[Natural-language object grounding data]
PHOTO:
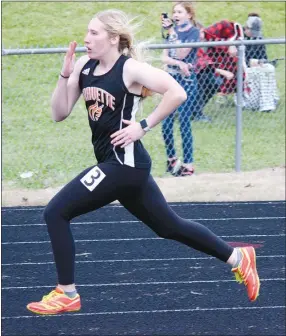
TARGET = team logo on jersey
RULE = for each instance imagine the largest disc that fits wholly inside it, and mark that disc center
(95, 111)
(86, 71)
(99, 95)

__PROBLEM STATEMENT__. Would you give the data above again word for word, skipping any images?

__RESULT FOR THIS TASK__.
PHOTO:
TARGET = team logo on jersey
RULE = for each instance imagine the largest disc that fits wholly inside it, and mark that disc center
(95, 111)
(86, 71)
(99, 95)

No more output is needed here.